List each line of the records below that contains the word "bowl" and copy that line in full.

Stored records:
________

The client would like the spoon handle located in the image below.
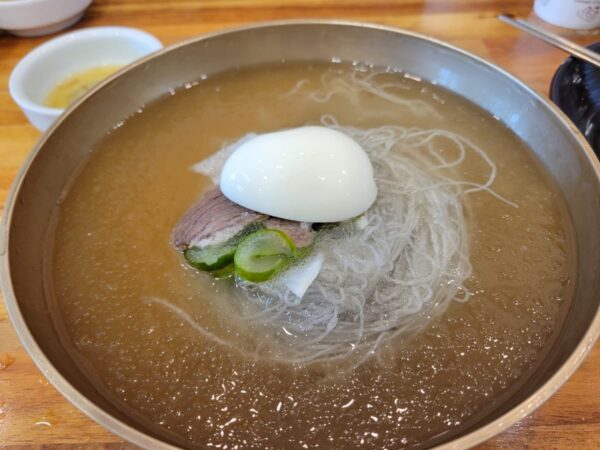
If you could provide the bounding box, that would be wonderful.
[498,14,600,67]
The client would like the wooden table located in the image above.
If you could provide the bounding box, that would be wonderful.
[0,0,600,449]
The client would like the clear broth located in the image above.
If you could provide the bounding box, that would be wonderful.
[48,64,575,449]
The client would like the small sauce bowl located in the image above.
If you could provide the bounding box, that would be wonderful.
[8,27,162,131]
[0,0,92,36]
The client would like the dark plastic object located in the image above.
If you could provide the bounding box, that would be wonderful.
[550,42,600,157]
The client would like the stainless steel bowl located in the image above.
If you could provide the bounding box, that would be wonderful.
[0,21,600,448]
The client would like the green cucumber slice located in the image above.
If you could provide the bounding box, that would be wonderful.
[233,229,296,282]
[183,242,237,271]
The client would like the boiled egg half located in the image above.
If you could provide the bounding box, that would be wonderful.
[219,126,377,223]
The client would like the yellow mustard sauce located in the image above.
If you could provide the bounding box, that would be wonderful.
[44,64,123,109]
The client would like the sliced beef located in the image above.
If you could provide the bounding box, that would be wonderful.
[173,186,315,250]
[173,186,267,250]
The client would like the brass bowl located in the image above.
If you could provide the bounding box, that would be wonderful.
[0,21,600,449]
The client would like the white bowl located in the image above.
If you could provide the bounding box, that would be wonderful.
[0,0,92,36]
[8,26,162,131]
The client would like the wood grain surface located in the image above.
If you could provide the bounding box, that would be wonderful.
[0,0,600,450]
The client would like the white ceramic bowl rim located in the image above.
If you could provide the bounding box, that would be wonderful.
[9,25,163,116]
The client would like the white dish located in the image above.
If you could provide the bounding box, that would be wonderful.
[8,27,162,131]
[0,0,92,36]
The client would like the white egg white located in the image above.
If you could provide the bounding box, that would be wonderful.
[219,126,377,223]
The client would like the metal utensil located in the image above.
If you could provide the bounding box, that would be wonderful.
[498,14,600,67]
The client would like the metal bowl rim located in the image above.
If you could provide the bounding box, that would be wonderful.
[0,19,600,450]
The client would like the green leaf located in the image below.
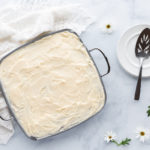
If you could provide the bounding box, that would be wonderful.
[147,106,150,117]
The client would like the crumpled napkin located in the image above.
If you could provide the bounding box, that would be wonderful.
[0,4,93,144]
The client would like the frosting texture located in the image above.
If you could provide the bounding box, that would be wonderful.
[0,31,105,138]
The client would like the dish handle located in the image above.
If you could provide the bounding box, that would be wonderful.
[89,48,110,77]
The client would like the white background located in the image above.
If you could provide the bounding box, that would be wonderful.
[0,0,150,150]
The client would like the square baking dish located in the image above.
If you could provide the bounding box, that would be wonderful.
[0,29,110,140]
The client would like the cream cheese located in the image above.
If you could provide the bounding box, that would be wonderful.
[0,31,105,138]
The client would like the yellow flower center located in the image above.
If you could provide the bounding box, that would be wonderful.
[106,24,111,29]
[140,131,145,136]
[108,135,112,139]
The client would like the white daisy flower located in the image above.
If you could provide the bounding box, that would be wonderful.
[104,131,117,143]
[100,21,114,34]
[136,128,150,143]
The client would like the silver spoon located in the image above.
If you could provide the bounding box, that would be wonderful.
[134,28,150,100]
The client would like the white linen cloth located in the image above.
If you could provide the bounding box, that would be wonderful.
[0,4,93,144]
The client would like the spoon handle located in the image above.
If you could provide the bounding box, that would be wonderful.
[134,65,142,100]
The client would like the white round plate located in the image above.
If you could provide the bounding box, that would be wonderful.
[117,25,150,77]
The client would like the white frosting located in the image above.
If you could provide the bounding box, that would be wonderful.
[0,0,93,144]
[0,31,105,137]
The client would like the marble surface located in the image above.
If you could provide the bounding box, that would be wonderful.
[0,0,150,150]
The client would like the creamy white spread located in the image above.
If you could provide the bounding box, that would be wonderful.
[0,31,105,138]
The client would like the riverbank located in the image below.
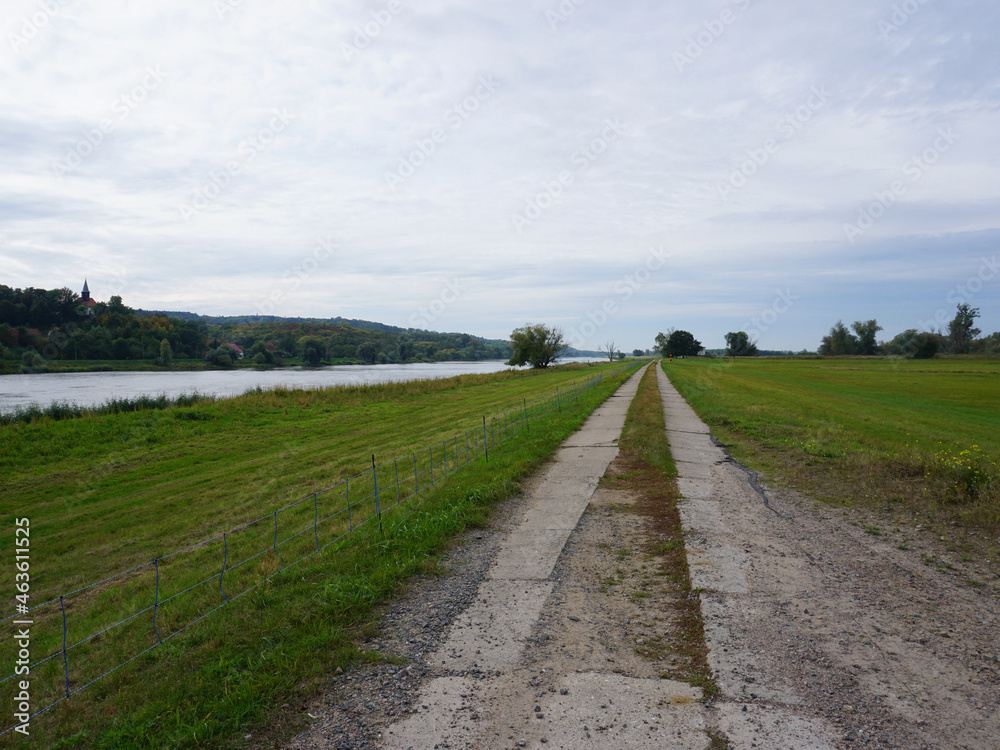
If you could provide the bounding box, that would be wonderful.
[0,357,512,375]
[0,366,636,748]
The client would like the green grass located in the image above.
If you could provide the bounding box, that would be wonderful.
[664,358,1000,530]
[0,366,636,748]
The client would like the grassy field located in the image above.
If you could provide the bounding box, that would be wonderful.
[0,365,636,748]
[664,358,1000,540]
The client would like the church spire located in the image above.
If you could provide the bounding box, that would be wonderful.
[80,279,97,307]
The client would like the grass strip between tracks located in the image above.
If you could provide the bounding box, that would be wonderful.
[605,363,719,698]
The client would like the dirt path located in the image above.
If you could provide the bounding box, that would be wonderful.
[287,362,1000,750]
[658,371,1000,750]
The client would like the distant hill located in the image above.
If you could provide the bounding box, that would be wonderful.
[135,310,420,333]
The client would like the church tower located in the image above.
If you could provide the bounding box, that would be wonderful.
[80,279,97,307]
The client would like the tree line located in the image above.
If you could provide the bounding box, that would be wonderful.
[818,303,1000,359]
[0,285,511,371]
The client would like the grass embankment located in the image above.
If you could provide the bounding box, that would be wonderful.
[609,363,718,698]
[664,358,1000,544]
[0,366,621,749]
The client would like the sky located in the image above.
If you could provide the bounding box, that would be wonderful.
[0,0,1000,351]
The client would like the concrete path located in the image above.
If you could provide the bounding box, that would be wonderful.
[382,368,720,750]
[657,365,838,750]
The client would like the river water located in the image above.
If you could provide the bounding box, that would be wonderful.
[0,359,600,413]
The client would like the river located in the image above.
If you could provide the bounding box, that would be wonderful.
[0,358,589,413]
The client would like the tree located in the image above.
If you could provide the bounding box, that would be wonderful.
[851,318,882,356]
[912,333,941,359]
[653,328,677,357]
[597,339,615,362]
[819,320,858,357]
[656,328,704,357]
[726,331,759,357]
[205,344,236,367]
[507,323,566,369]
[247,341,275,365]
[948,302,981,354]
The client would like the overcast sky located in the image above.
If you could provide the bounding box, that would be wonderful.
[0,0,1000,351]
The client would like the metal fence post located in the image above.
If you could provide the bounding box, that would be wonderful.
[372,453,385,536]
[313,492,319,552]
[392,458,402,505]
[274,511,285,572]
[59,596,69,698]
[153,558,163,643]
[219,534,229,602]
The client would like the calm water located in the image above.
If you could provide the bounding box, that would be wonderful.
[0,359,600,412]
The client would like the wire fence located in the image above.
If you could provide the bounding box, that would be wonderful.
[0,363,638,737]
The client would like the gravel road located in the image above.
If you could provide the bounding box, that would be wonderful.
[286,368,1000,750]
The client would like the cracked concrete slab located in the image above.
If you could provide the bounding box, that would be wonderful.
[656,368,836,750]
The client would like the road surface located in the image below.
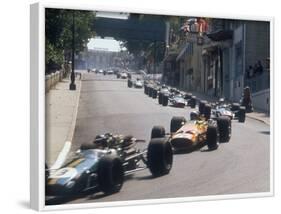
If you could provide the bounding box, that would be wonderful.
[57,73,270,203]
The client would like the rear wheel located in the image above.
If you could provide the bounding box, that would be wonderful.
[189,111,199,120]
[238,106,246,123]
[170,117,186,133]
[98,155,124,194]
[152,89,157,99]
[128,79,133,88]
[158,92,163,105]
[148,87,153,97]
[162,94,169,106]
[217,116,231,143]
[231,103,240,111]
[151,126,166,139]
[199,100,207,114]
[204,104,212,120]
[189,96,196,108]
[147,138,173,177]
[207,125,218,150]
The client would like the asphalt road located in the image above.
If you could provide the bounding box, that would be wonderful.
[67,74,270,203]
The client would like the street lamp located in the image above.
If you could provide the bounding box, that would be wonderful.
[69,10,76,91]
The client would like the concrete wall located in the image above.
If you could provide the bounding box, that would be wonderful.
[252,89,270,112]
[245,21,270,68]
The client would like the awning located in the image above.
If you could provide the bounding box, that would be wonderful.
[207,30,233,41]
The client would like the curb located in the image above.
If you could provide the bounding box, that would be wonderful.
[50,77,82,170]
[246,114,270,125]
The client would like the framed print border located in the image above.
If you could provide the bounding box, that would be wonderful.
[30,3,274,210]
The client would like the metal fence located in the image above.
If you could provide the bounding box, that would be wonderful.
[244,72,270,93]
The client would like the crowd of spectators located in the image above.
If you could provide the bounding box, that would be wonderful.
[246,60,264,79]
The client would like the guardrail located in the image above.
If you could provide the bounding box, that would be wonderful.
[45,71,63,93]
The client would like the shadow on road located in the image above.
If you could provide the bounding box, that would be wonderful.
[259,131,270,135]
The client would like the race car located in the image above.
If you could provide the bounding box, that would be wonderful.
[134,78,143,88]
[169,94,186,108]
[158,85,171,106]
[151,115,231,152]
[45,133,173,196]
[199,98,246,123]
[120,72,128,79]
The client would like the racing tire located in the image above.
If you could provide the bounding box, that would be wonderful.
[162,94,169,106]
[152,89,157,99]
[151,126,166,139]
[230,103,240,111]
[184,93,192,100]
[204,104,212,120]
[238,106,246,123]
[189,96,196,108]
[217,116,231,143]
[170,117,186,133]
[144,85,147,94]
[206,125,218,150]
[199,100,207,115]
[97,155,124,194]
[158,92,163,105]
[148,87,153,97]
[80,143,97,150]
[128,80,133,88]
[147,138,173,177]
[189,111,199,120]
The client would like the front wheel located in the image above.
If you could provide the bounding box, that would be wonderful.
[217,116,231,143]
[151,126,166,139]
[170,117,186,133]
[238,106,246,123]
[98,155,124,194]
[206,125,218,150]
[147,138,173,177]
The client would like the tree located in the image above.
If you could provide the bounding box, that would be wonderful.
[45,8,95,73]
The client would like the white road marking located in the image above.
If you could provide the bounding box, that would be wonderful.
[50,141,71,170]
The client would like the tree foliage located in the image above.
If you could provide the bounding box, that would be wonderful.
[45,8,95,73]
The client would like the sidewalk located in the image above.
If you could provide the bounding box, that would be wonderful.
[186,92,270,125]
[45,78,81,168]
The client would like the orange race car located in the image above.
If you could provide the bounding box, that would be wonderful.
[151,113,231,152]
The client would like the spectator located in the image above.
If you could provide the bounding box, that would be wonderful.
[254,60,263,75]
[247,65,254,79]
[257,60,263,74]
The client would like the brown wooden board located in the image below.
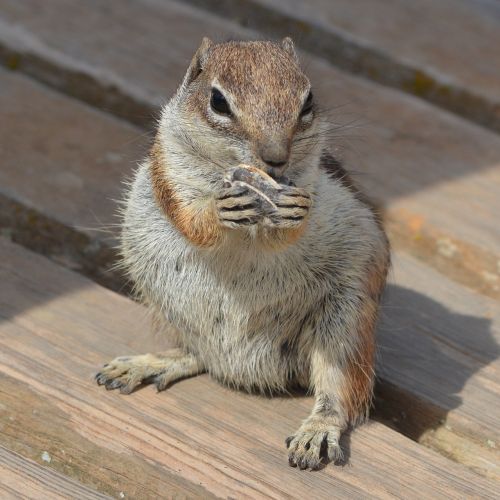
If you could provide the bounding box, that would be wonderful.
[0,444,110,500]
[0,0,500,298]
[0,239,497,498]
[0,24,499,476]
[183,0,500,132]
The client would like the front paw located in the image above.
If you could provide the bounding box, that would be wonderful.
[286,417,343,470]
[215,181,263,229]
[265,186,312,229]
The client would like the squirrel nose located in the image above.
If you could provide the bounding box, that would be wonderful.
[260,144,290,168]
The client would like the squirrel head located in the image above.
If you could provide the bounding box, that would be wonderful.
[160,38,319,184]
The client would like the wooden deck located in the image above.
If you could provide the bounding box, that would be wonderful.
[0,0,500,499]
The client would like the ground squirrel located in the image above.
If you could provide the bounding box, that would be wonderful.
[96,38,389,469]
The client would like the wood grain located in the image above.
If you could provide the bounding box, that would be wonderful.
[0,446,110,500]
[0,0,500,299]
[0,240,496,498]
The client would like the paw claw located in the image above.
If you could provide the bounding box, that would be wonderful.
[285,421,342,470]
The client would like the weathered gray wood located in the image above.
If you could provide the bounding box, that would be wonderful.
[0,0,500,475]
[0,0,500,298]
[0,446,111,500]
[0,240,497,498]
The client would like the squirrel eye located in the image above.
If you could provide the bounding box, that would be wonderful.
[210,89,232,116]
[300,91,313,116]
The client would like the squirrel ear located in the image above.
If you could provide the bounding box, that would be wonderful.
[182,36,213,87]
[281,36,299,63]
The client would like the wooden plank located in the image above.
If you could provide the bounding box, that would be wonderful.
[0,446,111,500]
[182,0,500,132]
[0,240,497,498]
[0,71,147,289]
[0,0,500,298]
[0,2,499,475]
[375,253,500,479]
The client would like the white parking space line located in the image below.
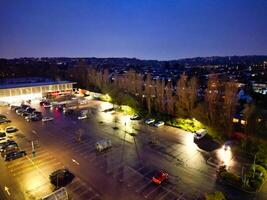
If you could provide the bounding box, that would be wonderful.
[12,161,62,176]
[135,179,152,193]
[8,156,56,172]
[144,185,160,198]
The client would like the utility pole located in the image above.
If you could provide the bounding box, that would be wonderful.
[32,141,35,157]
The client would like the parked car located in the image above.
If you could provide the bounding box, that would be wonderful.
[63,108,74,115]
[78,115,88,120]
[21,111,31,117]
[16,108,24,115]
[130,115,141,120]
[49,169,75,188]
[55,105,64,112]
[5,126,18,133]
[194,129,207,140]
[145,118,155,124]
[26,107,36,113]
[0,130,6,138]
[26,115,43,122]
[4,151,27,161]
[0,119,11,124]
[32,110,42,115]
[0,144,19,157]
[43,102,52,108]
[152,171,169,185]
[0,139,18,151]
[154,121,164,127]
[103,108,115,112]
[42,117,54,122]
[95,139,112,152]
[9,105,20,110]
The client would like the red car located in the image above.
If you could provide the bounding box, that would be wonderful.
[152,171,169,184]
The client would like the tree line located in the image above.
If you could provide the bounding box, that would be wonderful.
[66,64,266,139]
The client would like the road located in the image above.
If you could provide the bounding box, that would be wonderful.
[1,100,263,200]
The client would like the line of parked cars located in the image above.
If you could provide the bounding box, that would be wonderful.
[10,104,43,122]
[145,118,164,127]
[0,126,26,161]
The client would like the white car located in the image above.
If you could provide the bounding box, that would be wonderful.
[44,103,52,108]
[194,129,207,140]
[145,118,155,124]
[95,139,112,152]
[154,121,165,127]
[78,115,88,119]
[42,117,54,122]
[5,126,18,133]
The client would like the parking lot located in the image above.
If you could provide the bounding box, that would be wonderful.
[1,97,251,200]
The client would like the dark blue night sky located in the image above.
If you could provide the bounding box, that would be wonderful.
[0,0,267,60]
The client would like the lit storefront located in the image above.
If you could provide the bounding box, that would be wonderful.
[0,81,75,103]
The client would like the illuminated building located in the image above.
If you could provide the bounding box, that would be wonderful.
[0,79,75,103]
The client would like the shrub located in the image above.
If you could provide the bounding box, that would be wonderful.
[249,179,263,190]
[220,172,241,184]
[205,192,226,200]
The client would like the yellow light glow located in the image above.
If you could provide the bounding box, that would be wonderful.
[217,145,233,166]
[0,93,42,103]
[240,120,247,125]
[233,118,239,123]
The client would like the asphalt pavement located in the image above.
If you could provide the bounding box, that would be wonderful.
[1,100,262,200]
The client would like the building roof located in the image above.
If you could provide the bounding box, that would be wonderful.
[0,81,76,89]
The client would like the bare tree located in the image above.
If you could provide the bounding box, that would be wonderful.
[145,74,152,114]
[176,74,188,116]
[223,81,238,136]
[205,74,220,126]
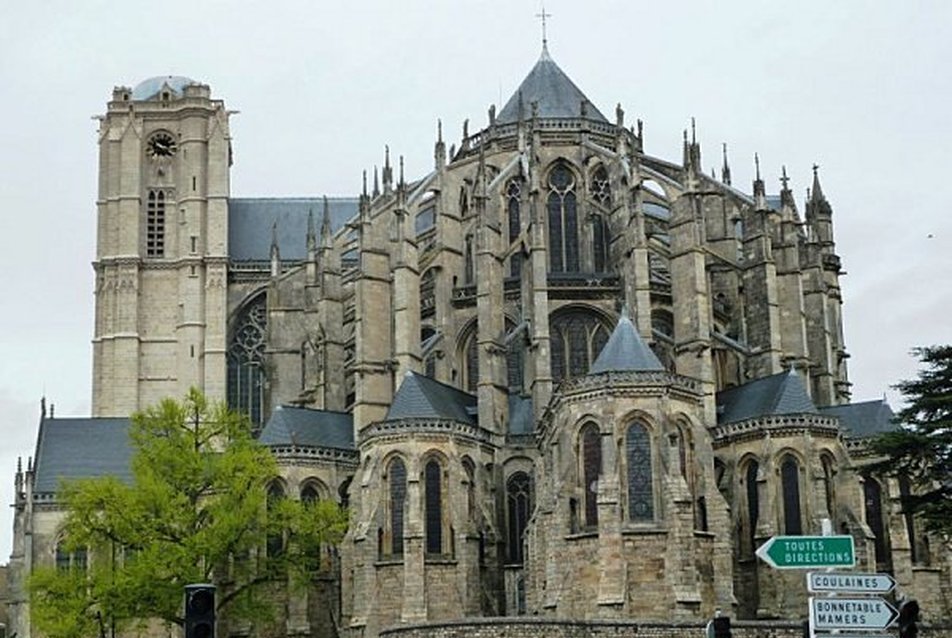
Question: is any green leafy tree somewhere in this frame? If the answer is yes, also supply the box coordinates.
[29,389,347,638]
[872,346,952,534]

________

CORRECT RESPONSE —
The client would like the small sauce bowl located in the image above.
The client would like the stainless steel bowl located in the image above.
The client would like the brass bowl located in the image above.
The client would like the white bowl located in the image above.
The client would like the white ceramic bowl rim located in the image above.
The client would like the metal bowl rim located in the image above.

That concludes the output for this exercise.